Passage for review

↓

Charles Bronson was also known as "The Birdman". Why he was given this name is never said in "Bronson". It could be because of the birds that feature in his art. Or it is the prisoner's cliche (myth?) of the little bird friend (one does crawl in through a hole and provide momentary salvation in their company). The Mariel take on this is it is like that bull shit ending of One Flew Over the Cuckoo's Nest. Remember when the Chief busts the hell out of dodge? Run for our lives! Happy day. Only he's not, for their lives. The caged bird sings for whom and the free bird sings for them. It's something and is it ever enough? There is someone else in one of those clinical folding chairs for scheduled pills and orchestrated "fun". Progress slides back. Someone else flies away and someone else is going to be fucked. One documentary to expose psychotropic mind control drugs on their word against ours mental patients does fuck all to help someone somewhere else. If it isn't constant vigilance it is going to slide back. I see Charles Bronson as that heads you lose coin. The two-faced smile of insanity. The other side knows just how fucked up everything is. He is his own worst enemy and he knows it. Every chance he ever had he gives them the finger up his own ass. A prison with nice food, a good job? Fuck off. Behave and it'll go smoother. Fuck off. Hope and when you can't carry on any longer vigilance. He gets to where he has to have the isolation that is destroying him so that others will be safe from his explosions. I know that he was pretty much a dangerous psychopath as far as some of the unfortunate inmates or screws were concerned. I say "The Birdman" because he could be any of them. The fist, or the face. The finger, or the ass. How do you hold on to your sanity in prison? Keep your head down? The old lie that you only do two days- the day you get in and the day you get out? They were all Charles Bronson doing the time. You could put yourself in their place through him, when the red haze settles.

↑

Exercise brief
Pick up the piece about Charles Bronson after its last sentence and keep writing in the same voice. You can ignore the rows that come after the piece about Charles Bronson.

(Saved entries)
↓

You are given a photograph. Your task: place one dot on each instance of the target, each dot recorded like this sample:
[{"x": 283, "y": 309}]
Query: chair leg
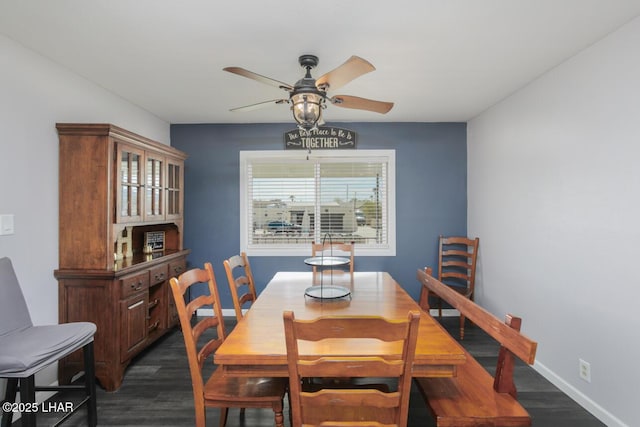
[
  {"x": 223, "y": 416},
  {"x": 9, "y": 396},
  {"x": 28, "y": 395},
  {"x": 90, "y": 385}
]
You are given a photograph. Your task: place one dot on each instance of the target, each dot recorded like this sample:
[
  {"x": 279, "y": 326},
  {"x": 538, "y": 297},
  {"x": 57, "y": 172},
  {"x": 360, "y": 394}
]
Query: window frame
[{"x": 382, "y": 156}]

↑

Answer to the exercise
My faith in humanity has its own ping pong killer hand swing from proof that anyone can be more than this. Charles Bronson was more than a "Britain's most dangerous criminal". People do truly horrible things to themselves and others. The film version directed by Nicolas Winding Refn is one of my personal favorites. I hold up Tom Hardy's portrayal of Bronson to be visual proof that empathy with another person exists. There may not be another moment in cinema that haunts me more than the ending of Bronson in his Lector cage. He can't stop himself from ruining his own life and fighting any good chance he'll ever get. He loses his own mental battles again and again. The cage shot killed me. He has to stay in there. He "won" a ruined life. He would do it again if given the chance. Now that I've read the book I have to say that the film got a lot wrong. Bronson was not happy to be in prison. His mental struggle fights against institutionalization at his own cost. He cannot allow himself peace because that cha chung leaden sound leads to accepting that he'll never get out, that this is life. At the same time, he has given up ever getting out in the face of his own mental defeat. That his cell was a hotel room to hone his skills was bull shit. His mental insanity is his greatest pain. It is not his gift to make it to tomorrow to stay there forever if that one impossible day could have been won without reciprocal brutality. The moments of clarity are who he is and they make when he loses himself that much worse for him. It's tragic that anyone has to live like that. They got it right that it is what keeps him there. The "Fuck you" will is the loss of the will to live. Bronson wrote a memoir to have something to do. It's a mental pep talk in writing as much as it is an account of his life. I don't believe he ever had a stage in his mind. I wish he had one. I wish that he didn't. If he didn't he wouldn't be there. I don't know how he could survive with or without it. I'm lost.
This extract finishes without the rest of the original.